**Document passage**
++++++++++++++++++++

Once people enroll, it can be difficult to verify eligibility for rental assistance. Rules and procedures have often not been in place to handle the flood of requests coming in, slowing down the pace at which applications are processed.
The third issue is that monitoring progress is difficult. Agencies are aware of the number of applications they are processing and how much money is being distributed, but they are unable to determine which forms of outreach lead applicants to apply for the program. It is also very difficult to accurately quantify the difference between need and assistance provided because the data is often outdated.
Luckily, up to 10% of funding can be used for administrative expenses. This may be applied to investments in program rollout improvements to help solve some of these challenges.
How to improve the delivery of ERA
The first step is to better understand the scope of the problem your community is facing when it comes to eviction risk. Knowing how many people are at risk of eviction right now will give you an idea of how much funding you need, and from there you can come up with an action plan for outreach to the vulnerable population. To accomplish that, you’ll need up-to-date information on community eviction risk.
You also need to know exactly where the risk is. The more granular your data is, the clearer your picture of the problem will be. This will improve efficiency by allowing you to prioritize resources in areas with more high-risk individuals. It will also help you more quickly enroll people who need aid the most. It can also help you make decisions to better process applications and disburse benefits.
The Treasury has recently provided some more guidance to help speed up the processing of applications, including:
- Relying on self-attestation when documentation isn’t readily available.
- Distributing funds to eligible landlords and utility providers based on estimates of what they’re owed.
- Providing tools based on successful aid-disbursement programs, giving states and cities templates to follow distributing aid.
Putting data into action with Eviction Risk Insights
How can you efficiently reach the most vulnerable in your community?

++++++++++++++++++++

**Data for analysis**

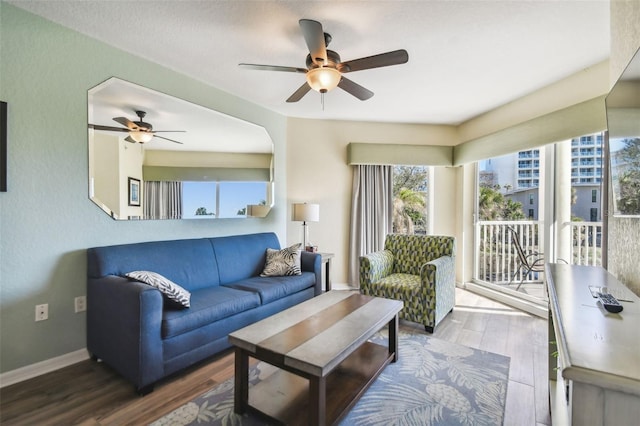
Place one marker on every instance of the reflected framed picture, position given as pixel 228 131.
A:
pixel 3 146
pixel 134 192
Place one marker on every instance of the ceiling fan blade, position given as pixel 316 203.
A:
pixel 126 122
pixel 376 61
pixel 355 89
pixel 314 37
pixel 272 68
pixel 107 128
pixel 298 94
pixel 167 139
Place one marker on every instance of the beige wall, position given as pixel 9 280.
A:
pixel 318 173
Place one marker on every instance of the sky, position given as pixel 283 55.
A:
pixel 233 197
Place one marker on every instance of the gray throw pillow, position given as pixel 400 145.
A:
pixel 282 262
pixel 168 288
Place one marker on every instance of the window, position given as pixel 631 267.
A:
pixel 410 186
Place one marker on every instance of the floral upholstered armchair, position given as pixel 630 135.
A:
pixel 417 269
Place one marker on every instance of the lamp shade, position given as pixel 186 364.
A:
pixel 323 79
pixel 303 212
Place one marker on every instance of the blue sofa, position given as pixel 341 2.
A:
pixel 132 327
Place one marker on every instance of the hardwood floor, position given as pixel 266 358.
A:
pixel 90 393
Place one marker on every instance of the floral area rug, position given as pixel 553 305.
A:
pixel 433 383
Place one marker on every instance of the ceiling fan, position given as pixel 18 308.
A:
pixel 325 71
pixel 139 131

++++++++++++++++++++

**Assigned task 1**
List the measures the Treasury has provided in its guidance to speed up application processing, as given in the rental assistance passage.
**Assigned task 2**
Answer these questions using the rental assistance passage:
(a) Up to what share of funding can be used for administrative expenses?
(b) What are agencies unable to determine about outreach?
(c) Why is it difficult to quantify the gap between need and assistance provided?
**Assigned task 3**
Extend the rental assistance passage, starting after its final question.

**Answer box 1**
- Relying on self-attestation when documentation isn't readily available.
- Distributing funds to eligible landlords and utility providers based on estimates of what they're owed.
- Providing tools based on successful aid-disbursement programs, giving states and cities templates to follow distributing aid.

**Answer box 2**
(a) Up to 10%.
(b) Which forms of outreach lead applicants to apply for the program.
(c) Because the data is often outdated.

**Answer box 3**
You must be able to see where they are. Mapping and AI can help you visualize the risk of eviction across your community so you can make better decisions and improve performance.
UrbanFootprint offers Eviction Risk Insights, providing frequently updated, dynamic data to pinpoint and measure the number of households at risk of eviction in any community, with precision down to the census block group level. For example, here is a map of the eviction risk in Los Angeles. In the highlighted census block group, you can quickly see that 24% of the households are at risk of eviction.
This leads to improvements in two key areas:
- Targeting – Identify zip codes or census tracts where eviction risk is highest based on income, unemployment rate, and other factors. Understand how and where eviction risk is changing over time.
- Outreach & Performance Tracking – Identify local organizations such as CBOS, faith-based organizations, legislative and other partners to amplify outreach messaging, and engage PR firms to drive paid media into target communities. Visualize the application gap, track application intake and measure performance of different outreach tactics.
With Eviction Risk Insights you will be able to see the specific areas in greatest need of rental assistance right now, identify gaps in outreach and/or areas where processing improvements are needed, and then measure progress to drive better outcomes for rental assistance programs like ERA.
The U.S. Treasury’s new guidelines for the reallocation of ERA funding could be a major blow to cities and states that have not obligated enough funds. States or municipalities with insufficient relief obligations must submit an improvement plan to avoid having their funding reallocated.
There are many barriers to efficiently distributing rent relief funds. One of the most critical is not having visibility into where assistance is needed most — right now.